## Begin Selected text

Change, Co-Parenting, Home

Rough Cut

We stand at the edge of the playground. A throng of racing children and chattering parents presses us to chain link. He asks about the house and I give him the latest update. Good news, for once. When the celebratory chaos has melted away along with the popsicles, Bug and I will head back to my office to print and sign 44 pages of loan documents. The seller’s bank has approved an extension and my sketchy but efficient new loan officer is pushing for the end of the month. Tee listens and asks polite questions. Neither of us ever bought a home before and I am now tackling this with the help of a huge circle of friends and family which does not include him.

He says that he’s heard about the housing market around the place he is considering. Four-bedroom homes there are going for about what I am paying for this cramped condo. He has dreams of a fixer-upper and his father swooping into town in a van packed with a table saw and hydraulic nail gun to help turn the place into a masterpiece.

Continue reading “Rough Cut”

## End Selected text

● What you will do
• A. Write out the "Rough Cut" passage above, beginning at the words "Change, Co-Parenting, Home" and stopping after "not include him.".
• B. In the "Rough Cut" passage, how many pages of loan documents are to be printed and signed?

## Begin Data excerpt

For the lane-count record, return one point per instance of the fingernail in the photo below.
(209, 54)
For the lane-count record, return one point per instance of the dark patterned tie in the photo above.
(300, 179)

## End Data excerpt

● Results for each task
• A.
Change, Co-Parenting, Home

Rough Cut

We stand at the edge of the playground. A throng of racing children and chattering parents presses us to chain link. He asks about the house and I give him the latest update. Good news, for once. When the celebratory chaos has melted away along with the popsicles, Bug and I will head back to my office to print and sign 44 pages of loan documents. The seller’s bank has approved an extension and my sketchy but efficient new loan officer is pushing for the end of the month. Tee listens and asks polite questions. Neither of us ever bought a home before and I am now tackling this with the help of a huge circle of friends and family which does not include him.

• B. 44 pages.